- [What needs to be done] The word "grass" marks the lines to report; pull each of them from the listing.

○ ○ ○ ○ ○

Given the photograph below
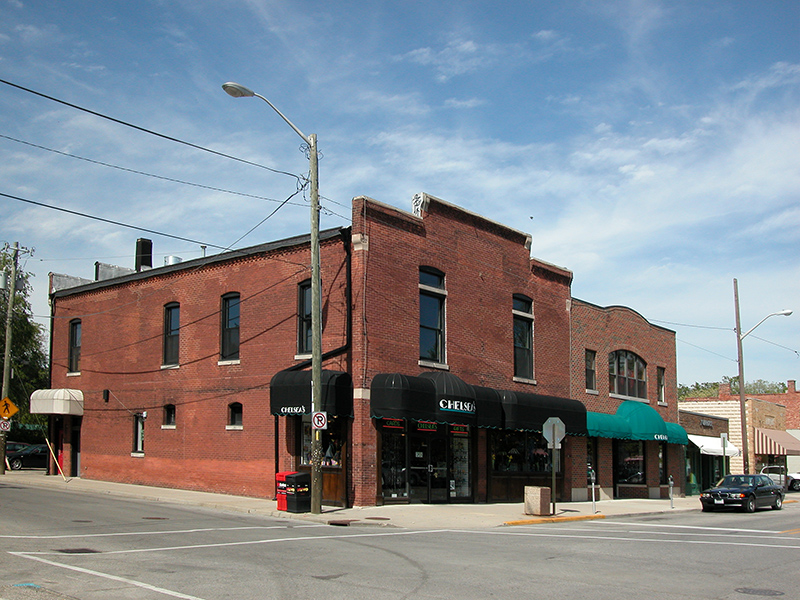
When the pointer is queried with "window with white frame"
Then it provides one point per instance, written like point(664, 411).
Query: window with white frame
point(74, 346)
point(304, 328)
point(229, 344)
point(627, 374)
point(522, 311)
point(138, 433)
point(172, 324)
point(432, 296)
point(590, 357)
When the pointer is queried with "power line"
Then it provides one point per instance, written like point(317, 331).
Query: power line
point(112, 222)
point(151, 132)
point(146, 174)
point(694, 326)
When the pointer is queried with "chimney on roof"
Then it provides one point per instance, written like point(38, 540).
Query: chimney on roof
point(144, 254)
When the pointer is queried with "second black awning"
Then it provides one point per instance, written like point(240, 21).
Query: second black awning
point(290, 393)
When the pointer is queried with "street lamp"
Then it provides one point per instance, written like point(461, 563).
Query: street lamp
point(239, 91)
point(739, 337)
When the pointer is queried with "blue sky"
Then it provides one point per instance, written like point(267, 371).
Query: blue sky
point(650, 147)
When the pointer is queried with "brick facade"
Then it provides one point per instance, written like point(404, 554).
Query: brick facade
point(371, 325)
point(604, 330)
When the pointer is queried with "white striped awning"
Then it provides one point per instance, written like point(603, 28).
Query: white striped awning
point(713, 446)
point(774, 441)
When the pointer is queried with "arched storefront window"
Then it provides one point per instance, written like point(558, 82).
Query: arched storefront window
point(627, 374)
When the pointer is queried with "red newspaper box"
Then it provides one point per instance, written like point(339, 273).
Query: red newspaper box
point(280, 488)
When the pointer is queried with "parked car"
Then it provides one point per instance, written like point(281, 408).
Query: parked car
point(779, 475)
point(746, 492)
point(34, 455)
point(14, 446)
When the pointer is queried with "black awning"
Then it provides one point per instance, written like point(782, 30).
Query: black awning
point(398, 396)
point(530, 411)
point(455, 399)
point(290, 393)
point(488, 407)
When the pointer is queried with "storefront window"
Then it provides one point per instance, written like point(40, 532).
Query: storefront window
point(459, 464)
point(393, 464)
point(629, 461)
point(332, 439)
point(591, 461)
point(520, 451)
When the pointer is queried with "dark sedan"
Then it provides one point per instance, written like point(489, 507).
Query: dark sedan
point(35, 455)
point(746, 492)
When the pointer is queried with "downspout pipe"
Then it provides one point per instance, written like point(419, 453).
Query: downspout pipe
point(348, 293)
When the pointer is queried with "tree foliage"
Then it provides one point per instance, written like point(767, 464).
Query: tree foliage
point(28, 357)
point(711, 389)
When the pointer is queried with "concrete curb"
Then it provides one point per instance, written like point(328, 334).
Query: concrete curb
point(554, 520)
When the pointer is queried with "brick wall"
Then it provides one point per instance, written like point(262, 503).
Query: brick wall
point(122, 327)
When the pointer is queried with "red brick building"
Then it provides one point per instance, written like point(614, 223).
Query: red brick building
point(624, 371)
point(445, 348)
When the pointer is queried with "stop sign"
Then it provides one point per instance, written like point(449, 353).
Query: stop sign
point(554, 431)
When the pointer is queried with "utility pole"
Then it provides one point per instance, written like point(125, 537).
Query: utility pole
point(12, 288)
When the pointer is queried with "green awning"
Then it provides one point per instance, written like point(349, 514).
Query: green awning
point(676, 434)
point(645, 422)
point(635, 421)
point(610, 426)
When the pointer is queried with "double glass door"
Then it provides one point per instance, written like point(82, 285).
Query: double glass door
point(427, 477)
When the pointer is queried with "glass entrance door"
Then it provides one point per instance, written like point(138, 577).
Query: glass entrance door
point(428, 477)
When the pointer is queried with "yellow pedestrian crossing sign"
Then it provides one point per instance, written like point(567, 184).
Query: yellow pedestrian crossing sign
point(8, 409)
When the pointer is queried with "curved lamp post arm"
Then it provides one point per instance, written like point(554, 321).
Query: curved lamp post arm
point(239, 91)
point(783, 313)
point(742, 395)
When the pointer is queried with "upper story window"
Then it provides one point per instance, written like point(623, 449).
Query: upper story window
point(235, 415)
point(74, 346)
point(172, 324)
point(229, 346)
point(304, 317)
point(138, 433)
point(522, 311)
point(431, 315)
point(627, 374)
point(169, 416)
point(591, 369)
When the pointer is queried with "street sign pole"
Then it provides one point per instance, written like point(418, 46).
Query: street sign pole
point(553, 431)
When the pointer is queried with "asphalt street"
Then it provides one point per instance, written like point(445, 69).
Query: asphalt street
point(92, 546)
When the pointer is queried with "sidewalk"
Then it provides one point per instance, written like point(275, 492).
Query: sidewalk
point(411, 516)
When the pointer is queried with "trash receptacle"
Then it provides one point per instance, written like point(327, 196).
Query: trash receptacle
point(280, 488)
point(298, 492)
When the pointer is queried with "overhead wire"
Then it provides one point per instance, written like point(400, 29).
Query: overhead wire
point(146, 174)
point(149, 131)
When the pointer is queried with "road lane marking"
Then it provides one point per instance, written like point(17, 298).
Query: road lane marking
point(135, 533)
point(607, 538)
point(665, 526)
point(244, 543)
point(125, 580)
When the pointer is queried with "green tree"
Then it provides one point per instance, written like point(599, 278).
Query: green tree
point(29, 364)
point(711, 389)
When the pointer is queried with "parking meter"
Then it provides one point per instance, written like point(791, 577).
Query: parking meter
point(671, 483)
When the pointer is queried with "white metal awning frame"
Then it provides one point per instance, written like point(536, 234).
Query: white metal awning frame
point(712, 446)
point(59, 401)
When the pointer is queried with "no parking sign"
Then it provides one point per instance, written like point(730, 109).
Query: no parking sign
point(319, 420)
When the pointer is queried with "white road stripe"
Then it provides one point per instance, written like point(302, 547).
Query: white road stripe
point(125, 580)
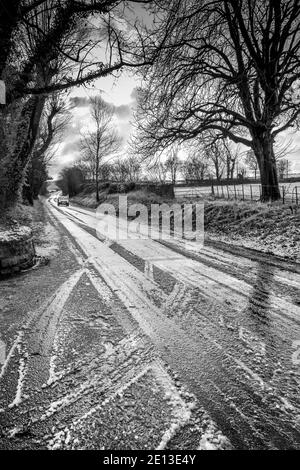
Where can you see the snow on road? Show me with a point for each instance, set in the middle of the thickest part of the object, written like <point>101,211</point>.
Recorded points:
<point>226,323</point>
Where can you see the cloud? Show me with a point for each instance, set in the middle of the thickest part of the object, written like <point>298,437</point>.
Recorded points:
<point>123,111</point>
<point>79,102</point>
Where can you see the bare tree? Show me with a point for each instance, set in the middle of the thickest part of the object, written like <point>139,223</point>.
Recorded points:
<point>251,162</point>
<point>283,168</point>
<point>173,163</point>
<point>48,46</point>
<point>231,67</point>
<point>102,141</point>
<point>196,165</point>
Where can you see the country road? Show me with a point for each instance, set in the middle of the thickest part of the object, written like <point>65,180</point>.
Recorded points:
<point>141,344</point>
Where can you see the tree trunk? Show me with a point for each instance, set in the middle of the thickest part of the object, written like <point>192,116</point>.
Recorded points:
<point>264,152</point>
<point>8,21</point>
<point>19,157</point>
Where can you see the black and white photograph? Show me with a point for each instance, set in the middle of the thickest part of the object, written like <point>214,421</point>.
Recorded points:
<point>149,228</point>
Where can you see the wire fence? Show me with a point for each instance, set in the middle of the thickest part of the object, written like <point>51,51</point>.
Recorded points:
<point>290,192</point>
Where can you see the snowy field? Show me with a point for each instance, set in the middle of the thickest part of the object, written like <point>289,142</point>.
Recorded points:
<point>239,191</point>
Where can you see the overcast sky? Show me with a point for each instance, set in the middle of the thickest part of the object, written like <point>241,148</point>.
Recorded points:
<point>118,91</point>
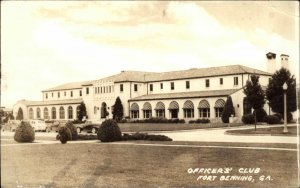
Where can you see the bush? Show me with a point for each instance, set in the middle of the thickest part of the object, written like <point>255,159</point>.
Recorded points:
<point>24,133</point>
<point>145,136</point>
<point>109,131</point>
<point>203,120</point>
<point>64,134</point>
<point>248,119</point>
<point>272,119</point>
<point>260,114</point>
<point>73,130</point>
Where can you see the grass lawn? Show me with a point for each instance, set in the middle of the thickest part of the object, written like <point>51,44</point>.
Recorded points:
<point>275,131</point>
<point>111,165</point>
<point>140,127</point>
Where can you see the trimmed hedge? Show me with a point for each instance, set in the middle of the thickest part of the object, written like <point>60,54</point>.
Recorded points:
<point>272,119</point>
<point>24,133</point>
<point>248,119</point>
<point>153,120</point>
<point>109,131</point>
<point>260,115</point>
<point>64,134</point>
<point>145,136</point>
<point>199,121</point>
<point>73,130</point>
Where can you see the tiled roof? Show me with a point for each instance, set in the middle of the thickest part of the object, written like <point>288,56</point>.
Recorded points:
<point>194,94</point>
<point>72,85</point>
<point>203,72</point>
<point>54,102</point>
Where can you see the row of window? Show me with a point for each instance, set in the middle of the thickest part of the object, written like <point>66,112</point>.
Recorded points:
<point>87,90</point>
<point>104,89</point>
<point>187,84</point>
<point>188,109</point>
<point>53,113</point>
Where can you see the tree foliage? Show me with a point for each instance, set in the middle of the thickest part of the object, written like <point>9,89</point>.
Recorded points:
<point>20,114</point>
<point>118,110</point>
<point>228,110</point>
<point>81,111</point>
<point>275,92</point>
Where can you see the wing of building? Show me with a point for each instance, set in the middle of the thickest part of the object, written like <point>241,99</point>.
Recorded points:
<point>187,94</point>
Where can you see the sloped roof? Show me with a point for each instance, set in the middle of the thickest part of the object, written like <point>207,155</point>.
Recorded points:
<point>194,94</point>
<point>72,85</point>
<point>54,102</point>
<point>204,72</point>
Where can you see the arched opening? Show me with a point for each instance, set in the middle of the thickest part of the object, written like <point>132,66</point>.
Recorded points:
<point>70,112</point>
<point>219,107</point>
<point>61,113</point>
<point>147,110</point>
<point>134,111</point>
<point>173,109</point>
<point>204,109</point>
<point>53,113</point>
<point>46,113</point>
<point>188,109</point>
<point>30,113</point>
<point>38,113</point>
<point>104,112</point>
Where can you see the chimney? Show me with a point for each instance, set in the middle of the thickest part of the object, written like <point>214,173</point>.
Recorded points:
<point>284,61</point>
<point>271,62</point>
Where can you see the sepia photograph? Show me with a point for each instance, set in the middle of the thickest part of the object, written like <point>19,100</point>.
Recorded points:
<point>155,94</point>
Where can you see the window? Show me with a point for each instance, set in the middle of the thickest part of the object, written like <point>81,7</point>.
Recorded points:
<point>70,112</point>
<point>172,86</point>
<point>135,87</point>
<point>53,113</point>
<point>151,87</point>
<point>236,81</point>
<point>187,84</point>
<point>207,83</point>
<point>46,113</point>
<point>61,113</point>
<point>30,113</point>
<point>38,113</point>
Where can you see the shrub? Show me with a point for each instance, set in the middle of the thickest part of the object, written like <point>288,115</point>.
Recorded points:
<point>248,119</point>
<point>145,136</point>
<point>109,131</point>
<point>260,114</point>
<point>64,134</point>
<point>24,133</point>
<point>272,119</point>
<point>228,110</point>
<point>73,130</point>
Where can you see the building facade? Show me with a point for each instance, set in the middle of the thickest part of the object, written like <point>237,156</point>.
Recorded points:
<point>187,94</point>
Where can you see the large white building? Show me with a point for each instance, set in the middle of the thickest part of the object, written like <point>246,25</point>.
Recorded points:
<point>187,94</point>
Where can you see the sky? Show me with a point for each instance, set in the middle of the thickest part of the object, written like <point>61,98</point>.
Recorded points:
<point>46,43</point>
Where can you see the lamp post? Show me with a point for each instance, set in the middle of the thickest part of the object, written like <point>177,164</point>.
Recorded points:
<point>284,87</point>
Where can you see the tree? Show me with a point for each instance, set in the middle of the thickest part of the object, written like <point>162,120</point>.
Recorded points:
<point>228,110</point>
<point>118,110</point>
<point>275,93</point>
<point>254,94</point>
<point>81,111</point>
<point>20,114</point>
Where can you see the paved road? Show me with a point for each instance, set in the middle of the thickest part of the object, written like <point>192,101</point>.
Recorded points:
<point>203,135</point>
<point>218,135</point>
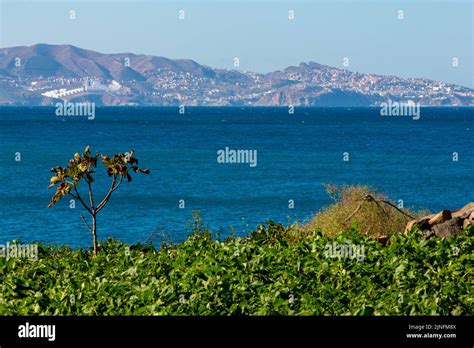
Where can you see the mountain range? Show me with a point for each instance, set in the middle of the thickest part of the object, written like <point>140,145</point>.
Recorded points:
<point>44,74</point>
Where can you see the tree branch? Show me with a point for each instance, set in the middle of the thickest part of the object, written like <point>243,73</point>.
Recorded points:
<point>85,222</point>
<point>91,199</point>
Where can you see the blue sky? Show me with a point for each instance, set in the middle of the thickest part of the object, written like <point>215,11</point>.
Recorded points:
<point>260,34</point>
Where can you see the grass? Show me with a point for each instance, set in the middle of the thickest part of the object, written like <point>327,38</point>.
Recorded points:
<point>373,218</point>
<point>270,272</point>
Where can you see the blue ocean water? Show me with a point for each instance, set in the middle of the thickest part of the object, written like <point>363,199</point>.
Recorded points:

○ ○ ○ ○ ○

- [Task answer]
Where can you see the grass lawn? Show me with a point for each instance, set in the middle of the thickest part of the object, written like <point>51,44</point>.
Where can you see the grass? Show me with a point for each instance, set in the middle of the thickest part of the object, written like <point>327,38</point>.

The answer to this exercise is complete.